What is expected: Locate every line in the records below that contains the word "jersey", and copy each such line in full.

Material provided:
■ ■ ■ ■ ■
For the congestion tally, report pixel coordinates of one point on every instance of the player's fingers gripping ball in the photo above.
■ ■ ■ ■ ■
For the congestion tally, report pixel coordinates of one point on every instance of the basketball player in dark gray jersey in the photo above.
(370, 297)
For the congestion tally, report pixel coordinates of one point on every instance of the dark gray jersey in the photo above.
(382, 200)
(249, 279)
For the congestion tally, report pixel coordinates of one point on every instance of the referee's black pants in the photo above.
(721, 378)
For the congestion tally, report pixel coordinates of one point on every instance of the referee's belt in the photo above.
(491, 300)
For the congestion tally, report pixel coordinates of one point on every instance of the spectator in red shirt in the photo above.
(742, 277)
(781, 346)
■ ■ ■ ■ ■
Completed exercise:
For the congestion tally, report pixel coordinates of one point on every instance of the basketball player in dark gray jersey in the photo above.
For the congestion tally, report pixel coordinates of one point on every instance of the dark gray jersey in the photo above.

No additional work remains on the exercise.